__ACTION ITEM__
Leave out every line before the one containing "If you could drop a marker on the spider, one", and repeat the rest of the material below exactly, that line included.

—————

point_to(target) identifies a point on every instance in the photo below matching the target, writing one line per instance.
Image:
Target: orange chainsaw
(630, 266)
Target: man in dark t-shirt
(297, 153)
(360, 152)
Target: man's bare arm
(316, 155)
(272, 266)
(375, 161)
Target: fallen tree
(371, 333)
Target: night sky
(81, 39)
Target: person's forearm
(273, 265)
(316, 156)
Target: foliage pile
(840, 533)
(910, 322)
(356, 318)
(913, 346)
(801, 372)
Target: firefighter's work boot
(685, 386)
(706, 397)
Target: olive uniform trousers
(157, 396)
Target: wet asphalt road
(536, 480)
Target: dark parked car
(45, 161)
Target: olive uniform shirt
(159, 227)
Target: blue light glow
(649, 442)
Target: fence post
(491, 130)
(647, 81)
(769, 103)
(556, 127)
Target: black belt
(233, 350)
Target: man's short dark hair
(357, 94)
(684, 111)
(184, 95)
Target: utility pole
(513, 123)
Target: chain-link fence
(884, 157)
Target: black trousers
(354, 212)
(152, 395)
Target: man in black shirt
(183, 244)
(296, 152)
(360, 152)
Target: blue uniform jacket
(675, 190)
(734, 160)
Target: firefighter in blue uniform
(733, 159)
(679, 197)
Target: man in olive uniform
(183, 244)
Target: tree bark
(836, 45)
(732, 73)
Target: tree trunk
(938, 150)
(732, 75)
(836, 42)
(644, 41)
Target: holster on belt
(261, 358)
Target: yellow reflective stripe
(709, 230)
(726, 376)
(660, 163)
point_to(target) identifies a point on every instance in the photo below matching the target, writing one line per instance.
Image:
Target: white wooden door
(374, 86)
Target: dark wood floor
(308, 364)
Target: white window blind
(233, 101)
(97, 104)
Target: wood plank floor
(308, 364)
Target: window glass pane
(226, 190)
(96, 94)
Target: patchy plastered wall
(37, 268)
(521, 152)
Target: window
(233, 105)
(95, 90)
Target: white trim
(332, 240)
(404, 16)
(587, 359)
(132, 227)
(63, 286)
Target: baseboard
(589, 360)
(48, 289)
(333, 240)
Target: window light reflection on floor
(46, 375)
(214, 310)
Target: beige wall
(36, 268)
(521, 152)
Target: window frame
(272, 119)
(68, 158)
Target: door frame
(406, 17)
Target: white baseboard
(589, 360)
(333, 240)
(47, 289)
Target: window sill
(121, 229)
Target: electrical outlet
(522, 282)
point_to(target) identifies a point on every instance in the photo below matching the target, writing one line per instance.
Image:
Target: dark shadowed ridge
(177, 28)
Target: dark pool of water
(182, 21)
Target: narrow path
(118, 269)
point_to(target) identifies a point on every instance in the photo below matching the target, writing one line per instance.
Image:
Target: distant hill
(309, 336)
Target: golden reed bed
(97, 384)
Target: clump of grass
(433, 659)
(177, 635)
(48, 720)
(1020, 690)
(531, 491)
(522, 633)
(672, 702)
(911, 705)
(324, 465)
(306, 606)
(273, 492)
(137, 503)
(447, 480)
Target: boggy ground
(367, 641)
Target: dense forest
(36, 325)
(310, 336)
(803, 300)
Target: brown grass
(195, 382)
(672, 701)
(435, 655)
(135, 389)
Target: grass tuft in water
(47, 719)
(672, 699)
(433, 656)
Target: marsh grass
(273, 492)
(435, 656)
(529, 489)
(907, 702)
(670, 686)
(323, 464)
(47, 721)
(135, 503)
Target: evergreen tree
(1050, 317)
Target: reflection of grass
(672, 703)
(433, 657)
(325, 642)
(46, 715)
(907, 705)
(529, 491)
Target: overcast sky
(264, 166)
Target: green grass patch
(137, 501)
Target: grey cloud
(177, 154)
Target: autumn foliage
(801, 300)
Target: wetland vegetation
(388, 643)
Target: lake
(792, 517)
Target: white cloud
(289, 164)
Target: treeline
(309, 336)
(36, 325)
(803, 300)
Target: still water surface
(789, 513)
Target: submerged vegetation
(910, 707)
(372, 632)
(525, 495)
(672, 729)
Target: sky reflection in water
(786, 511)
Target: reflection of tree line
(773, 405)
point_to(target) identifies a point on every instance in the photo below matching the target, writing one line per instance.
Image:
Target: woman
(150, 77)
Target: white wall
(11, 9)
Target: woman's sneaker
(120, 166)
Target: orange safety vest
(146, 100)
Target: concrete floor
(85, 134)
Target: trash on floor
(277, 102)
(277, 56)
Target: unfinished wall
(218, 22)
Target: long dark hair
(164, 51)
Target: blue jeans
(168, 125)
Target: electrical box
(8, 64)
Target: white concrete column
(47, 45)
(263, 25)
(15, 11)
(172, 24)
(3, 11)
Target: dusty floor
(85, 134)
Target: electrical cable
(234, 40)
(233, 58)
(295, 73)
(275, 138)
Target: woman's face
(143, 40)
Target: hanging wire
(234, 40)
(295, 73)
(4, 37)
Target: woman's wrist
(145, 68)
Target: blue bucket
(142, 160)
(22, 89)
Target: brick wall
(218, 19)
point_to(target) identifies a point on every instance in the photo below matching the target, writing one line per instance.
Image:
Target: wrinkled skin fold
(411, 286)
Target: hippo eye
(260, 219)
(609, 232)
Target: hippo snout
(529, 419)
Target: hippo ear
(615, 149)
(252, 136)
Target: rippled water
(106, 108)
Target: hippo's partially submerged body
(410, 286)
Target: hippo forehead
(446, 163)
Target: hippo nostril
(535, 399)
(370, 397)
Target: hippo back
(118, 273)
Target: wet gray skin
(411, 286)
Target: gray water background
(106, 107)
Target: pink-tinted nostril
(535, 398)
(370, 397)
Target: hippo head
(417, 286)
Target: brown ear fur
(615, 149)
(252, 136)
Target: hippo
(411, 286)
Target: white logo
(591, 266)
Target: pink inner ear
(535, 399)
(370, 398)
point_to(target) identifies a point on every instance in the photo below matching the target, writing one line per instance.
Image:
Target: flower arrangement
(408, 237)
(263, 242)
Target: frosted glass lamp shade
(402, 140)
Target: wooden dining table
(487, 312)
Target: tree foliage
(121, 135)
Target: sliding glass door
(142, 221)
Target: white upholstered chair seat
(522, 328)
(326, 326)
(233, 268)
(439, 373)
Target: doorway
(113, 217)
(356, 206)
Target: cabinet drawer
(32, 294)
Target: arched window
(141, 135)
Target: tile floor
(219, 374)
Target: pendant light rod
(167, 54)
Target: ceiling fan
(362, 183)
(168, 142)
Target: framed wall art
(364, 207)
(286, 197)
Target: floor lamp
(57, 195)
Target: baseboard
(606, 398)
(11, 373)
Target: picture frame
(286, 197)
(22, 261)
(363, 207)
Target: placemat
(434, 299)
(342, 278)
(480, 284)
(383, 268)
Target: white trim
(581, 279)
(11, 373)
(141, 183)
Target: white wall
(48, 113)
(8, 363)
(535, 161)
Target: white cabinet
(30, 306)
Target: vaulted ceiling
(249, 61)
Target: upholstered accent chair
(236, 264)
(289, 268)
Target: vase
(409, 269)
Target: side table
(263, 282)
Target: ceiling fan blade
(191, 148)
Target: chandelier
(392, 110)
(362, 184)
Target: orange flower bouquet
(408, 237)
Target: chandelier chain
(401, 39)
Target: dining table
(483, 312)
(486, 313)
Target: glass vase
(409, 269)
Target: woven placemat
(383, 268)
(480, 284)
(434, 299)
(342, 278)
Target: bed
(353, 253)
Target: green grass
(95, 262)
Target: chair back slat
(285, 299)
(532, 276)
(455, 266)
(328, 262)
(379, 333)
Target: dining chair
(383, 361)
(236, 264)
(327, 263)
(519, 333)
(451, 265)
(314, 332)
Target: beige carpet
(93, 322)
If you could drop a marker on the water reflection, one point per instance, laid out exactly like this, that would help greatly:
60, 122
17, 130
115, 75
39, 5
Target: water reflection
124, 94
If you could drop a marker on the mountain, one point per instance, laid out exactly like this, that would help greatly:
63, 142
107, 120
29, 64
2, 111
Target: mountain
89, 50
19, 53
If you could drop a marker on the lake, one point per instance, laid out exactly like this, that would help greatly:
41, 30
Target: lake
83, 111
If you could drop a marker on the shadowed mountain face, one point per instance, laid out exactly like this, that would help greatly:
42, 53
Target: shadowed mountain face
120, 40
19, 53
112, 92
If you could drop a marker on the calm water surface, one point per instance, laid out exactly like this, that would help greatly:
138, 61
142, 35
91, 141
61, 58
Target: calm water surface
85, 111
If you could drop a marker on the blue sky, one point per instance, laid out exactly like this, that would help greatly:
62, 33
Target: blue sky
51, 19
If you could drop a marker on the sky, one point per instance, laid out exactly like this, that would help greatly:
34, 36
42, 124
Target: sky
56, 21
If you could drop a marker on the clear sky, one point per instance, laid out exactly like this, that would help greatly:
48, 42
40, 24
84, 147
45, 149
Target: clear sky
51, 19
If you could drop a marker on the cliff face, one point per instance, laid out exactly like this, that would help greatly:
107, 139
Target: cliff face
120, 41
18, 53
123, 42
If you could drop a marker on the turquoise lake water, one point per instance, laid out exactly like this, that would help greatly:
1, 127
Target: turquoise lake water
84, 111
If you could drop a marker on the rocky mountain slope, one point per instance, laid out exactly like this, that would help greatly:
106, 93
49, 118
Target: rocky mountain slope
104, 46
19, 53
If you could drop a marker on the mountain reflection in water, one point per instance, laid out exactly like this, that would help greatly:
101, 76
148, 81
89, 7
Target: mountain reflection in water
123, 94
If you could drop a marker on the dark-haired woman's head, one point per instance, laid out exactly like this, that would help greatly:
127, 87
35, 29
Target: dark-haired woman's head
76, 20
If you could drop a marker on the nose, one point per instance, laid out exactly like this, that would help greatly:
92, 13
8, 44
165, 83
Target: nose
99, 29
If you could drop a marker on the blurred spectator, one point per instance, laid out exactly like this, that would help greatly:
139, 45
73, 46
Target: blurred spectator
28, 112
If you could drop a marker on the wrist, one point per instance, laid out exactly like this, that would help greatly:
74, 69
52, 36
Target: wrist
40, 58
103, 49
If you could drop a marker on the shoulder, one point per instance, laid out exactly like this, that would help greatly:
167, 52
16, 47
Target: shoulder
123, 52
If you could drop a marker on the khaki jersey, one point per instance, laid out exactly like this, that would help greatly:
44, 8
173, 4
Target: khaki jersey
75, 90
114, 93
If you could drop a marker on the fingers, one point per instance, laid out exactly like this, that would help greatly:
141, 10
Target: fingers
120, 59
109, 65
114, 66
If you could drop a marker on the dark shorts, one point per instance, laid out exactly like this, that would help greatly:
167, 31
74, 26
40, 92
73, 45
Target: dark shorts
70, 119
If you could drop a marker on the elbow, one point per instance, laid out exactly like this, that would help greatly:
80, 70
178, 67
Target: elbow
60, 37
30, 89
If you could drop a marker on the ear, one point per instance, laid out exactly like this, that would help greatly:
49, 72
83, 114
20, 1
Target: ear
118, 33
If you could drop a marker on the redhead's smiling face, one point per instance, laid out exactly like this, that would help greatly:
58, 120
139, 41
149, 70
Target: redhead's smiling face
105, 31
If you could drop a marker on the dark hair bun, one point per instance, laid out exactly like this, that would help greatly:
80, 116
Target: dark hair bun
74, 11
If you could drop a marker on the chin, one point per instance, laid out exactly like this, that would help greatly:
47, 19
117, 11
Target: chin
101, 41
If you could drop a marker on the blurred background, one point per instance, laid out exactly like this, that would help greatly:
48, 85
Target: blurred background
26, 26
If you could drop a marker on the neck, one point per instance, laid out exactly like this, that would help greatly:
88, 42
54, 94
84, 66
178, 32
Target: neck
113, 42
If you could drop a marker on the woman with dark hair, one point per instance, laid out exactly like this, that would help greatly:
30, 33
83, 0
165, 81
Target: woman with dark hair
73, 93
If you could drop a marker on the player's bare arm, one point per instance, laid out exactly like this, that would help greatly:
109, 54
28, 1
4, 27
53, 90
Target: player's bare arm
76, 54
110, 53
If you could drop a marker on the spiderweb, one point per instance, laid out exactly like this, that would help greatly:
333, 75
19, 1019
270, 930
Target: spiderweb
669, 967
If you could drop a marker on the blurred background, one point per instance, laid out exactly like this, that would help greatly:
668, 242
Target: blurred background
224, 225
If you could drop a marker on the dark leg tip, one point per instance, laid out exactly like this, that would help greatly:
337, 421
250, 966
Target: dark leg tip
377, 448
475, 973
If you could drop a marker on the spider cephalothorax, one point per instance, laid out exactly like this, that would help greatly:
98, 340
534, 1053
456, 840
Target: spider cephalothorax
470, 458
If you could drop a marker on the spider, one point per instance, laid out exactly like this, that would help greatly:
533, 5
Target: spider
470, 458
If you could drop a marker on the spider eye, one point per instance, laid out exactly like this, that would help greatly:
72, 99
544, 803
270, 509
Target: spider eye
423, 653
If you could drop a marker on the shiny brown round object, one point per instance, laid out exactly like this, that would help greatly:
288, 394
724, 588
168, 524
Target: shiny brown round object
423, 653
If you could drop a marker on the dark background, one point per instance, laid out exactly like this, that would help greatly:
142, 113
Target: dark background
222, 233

—————

__COMPLETED EXERCISE__
If you could drop a marker on the spider, one point per instance, laid out exactly like this, that would help greatly:
533, 5
Target: spider
470, 458
If you could drop a marker on the spider eye, one point per instance, laid out exactly like this, that would help greatly:
72, 99
544, 803
270, 509
Target: spider eye
423, 653
If you could drop a marker on the shiny brown round object, one point per instance, laid out exactly like this, that would help greatly:
288, 394
724, 588
168, 524
Target: shiny brown round object
423, 653
If you could drop a marker on the dark background, one point per instance, laid out exactly like this, that would help greatly:
142, 113
Target: dark background
222, 233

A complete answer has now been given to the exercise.